Passage:
Each year, the school I teach in has a Day of Dialogue to discuss LGBT issues. I usually get asked to speak, as an out teacher on the faculty. I always feel a little ambivalent about it. This is what I am thinking of saying this year.
I never know what to say at these assemblies. You put a teacher in front of students and he thinks he has to give a lesson, or share some wisdom. I’m not sure I have a logical lesson to share today.
Each year at these events, I think I’m supposed to be some sort of gay role model. I hear my colleagues introduce themselves, and they almost all tell the number of years they have been with their partner. “I’m gay, and I’ve been with my partner 16 years!” “I’m a lesbian and I married my partner last summer and we have two kids.” Thunderous applause. We all (including me) love to cheer our friends and teachers who have loving supportive relationships and/or families.
Then it’s my turn. “I’m gay, too . . . I’ve got a cat?” Courtesy applause. With no husband, no partner, no engagement ring, no kids, I wonder what kind of gay role model I turned out to be.
When I was in HS, out gays and lesbians were much more on the edges. They had fewer legal rights, fewer community resources, and less mainstream acceptance. They were carving out their spaces in society, sometimes in traditional, but oftentimes in nontraditional ways.
In the last 30 years, Gays Lesbians Bisexuals and Transgender people have worked hard to get a place at the mainstream table. Now, some of us join the military and others send our kids to schools like Brookline High. We pay taxes, we work “normal” jobs, and we fit in. We’ve come a long way, baby. But I wondered if we were trying to hard to fit in. We are just like everyone else, right? We’re NORMAL!

Extracted records:

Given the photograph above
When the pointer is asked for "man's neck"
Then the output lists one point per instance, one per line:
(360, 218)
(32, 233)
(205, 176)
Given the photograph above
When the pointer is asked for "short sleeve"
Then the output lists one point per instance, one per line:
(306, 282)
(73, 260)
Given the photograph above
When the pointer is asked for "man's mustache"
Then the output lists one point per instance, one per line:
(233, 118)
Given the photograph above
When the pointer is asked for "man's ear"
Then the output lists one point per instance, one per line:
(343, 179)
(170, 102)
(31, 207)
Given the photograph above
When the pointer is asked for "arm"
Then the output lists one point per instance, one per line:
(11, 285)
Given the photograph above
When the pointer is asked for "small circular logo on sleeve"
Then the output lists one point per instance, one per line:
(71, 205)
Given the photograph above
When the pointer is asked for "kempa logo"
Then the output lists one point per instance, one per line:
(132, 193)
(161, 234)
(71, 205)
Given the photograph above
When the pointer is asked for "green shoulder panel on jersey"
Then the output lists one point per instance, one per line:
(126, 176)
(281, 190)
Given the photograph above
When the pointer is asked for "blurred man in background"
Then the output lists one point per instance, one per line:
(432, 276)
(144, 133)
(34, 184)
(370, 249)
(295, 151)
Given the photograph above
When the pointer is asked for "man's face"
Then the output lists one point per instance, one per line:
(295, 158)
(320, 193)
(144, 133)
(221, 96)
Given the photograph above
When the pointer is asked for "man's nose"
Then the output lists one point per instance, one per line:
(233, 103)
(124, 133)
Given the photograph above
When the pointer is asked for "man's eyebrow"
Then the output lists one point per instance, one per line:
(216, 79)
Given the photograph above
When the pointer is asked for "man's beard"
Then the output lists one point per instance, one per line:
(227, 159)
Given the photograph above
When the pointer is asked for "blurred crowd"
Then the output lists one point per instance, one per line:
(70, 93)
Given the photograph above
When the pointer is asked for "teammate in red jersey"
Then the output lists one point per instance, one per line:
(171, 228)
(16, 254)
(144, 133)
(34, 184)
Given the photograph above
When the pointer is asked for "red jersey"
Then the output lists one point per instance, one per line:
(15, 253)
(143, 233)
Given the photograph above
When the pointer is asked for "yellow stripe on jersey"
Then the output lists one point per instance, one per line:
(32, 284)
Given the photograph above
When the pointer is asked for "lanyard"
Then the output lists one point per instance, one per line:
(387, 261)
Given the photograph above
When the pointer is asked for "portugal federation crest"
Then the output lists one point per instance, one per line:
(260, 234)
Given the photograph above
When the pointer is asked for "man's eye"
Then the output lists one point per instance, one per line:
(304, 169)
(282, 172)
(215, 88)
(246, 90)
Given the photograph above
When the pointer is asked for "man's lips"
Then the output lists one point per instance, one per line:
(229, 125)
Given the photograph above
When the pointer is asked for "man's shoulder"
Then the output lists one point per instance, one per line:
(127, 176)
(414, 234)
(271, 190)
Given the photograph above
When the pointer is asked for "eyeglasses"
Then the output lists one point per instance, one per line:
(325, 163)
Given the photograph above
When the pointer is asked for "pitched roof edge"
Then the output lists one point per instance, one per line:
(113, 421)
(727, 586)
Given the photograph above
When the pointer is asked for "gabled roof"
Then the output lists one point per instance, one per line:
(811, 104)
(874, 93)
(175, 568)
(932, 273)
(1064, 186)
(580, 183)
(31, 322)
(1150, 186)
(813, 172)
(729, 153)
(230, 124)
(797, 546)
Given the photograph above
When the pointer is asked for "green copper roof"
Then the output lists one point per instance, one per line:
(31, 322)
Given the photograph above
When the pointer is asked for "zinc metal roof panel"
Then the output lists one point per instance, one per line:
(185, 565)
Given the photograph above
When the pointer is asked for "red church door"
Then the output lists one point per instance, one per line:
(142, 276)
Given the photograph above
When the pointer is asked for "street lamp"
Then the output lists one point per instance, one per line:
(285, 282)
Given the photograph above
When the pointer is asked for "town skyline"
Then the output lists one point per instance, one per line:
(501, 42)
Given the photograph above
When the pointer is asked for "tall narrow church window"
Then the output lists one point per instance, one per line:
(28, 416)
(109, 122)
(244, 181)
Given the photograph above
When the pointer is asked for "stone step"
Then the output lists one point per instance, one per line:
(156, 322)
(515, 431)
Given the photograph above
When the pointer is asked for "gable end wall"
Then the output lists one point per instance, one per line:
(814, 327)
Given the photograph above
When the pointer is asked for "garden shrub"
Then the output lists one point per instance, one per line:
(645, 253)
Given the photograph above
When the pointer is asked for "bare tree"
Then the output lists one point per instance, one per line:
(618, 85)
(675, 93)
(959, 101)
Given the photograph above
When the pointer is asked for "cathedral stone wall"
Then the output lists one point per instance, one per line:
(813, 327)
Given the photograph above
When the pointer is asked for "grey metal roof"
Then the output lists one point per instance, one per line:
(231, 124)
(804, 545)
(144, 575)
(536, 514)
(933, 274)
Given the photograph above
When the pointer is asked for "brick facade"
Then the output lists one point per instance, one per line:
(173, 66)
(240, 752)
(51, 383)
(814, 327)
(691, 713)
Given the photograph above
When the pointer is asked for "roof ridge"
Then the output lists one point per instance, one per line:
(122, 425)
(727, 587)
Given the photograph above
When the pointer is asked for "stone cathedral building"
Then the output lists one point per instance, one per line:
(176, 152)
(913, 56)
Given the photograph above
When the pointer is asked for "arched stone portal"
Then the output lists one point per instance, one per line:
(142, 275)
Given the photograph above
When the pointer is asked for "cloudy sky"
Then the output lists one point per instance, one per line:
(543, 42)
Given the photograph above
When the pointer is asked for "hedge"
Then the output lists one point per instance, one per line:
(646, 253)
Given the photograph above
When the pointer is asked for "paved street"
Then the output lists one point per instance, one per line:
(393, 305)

...

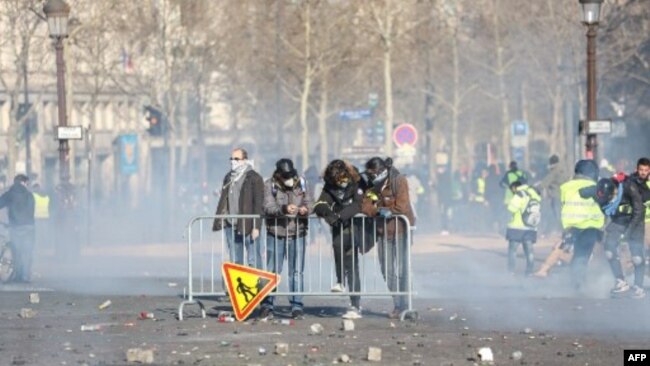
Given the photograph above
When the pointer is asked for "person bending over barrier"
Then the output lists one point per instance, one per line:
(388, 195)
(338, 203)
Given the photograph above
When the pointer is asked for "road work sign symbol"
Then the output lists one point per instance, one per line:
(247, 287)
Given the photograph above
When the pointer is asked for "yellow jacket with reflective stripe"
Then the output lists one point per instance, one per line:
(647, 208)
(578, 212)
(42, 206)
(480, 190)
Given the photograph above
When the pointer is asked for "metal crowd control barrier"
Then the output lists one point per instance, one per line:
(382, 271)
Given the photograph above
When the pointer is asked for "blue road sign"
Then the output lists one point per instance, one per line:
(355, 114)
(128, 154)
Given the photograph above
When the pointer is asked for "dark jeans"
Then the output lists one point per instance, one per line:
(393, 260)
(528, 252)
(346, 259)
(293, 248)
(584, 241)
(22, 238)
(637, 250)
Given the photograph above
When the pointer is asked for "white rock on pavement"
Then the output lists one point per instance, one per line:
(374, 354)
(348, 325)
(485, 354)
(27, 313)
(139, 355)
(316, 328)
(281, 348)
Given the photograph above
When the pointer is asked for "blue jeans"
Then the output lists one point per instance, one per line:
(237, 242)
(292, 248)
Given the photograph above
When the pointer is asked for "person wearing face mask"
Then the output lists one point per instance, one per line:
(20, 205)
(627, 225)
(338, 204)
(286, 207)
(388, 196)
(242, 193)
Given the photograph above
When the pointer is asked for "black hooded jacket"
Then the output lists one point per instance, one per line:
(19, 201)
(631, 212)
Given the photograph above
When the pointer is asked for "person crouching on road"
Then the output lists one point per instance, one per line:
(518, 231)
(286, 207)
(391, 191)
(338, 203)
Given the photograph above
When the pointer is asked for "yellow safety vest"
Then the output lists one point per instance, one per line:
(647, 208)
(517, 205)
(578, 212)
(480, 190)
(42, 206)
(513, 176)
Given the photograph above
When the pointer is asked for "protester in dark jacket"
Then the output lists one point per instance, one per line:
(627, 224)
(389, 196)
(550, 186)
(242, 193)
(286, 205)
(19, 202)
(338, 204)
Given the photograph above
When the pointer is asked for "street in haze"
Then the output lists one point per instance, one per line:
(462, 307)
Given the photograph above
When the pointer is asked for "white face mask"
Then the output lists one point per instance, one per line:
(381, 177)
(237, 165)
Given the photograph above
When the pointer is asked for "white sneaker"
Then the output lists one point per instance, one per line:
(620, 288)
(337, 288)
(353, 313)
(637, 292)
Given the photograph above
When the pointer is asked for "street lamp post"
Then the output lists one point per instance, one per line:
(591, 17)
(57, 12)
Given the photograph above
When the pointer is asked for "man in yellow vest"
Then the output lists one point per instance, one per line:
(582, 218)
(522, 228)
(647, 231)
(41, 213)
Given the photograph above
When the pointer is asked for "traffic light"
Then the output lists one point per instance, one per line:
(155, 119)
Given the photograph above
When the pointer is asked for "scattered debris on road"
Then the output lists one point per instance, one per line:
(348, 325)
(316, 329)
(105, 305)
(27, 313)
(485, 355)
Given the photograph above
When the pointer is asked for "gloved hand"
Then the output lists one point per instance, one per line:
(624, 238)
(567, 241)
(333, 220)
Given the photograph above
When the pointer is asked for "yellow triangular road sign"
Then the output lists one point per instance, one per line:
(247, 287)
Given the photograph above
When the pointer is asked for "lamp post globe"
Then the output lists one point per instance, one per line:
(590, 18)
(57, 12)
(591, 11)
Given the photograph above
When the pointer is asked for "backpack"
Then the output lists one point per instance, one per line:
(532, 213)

What you will do:
Answer these questions from the essay above about the Day of Dialogue.
(a) In the first colleague introduction quoted, how many years has that colleague been with a partner?
(b) What pet does the speaker name when introducing themselves?
(c) Which school is named as one to which some people now send their kids?

Solved exercise:
(a) 16 years.
(b) A cat.
(c) Brookline High.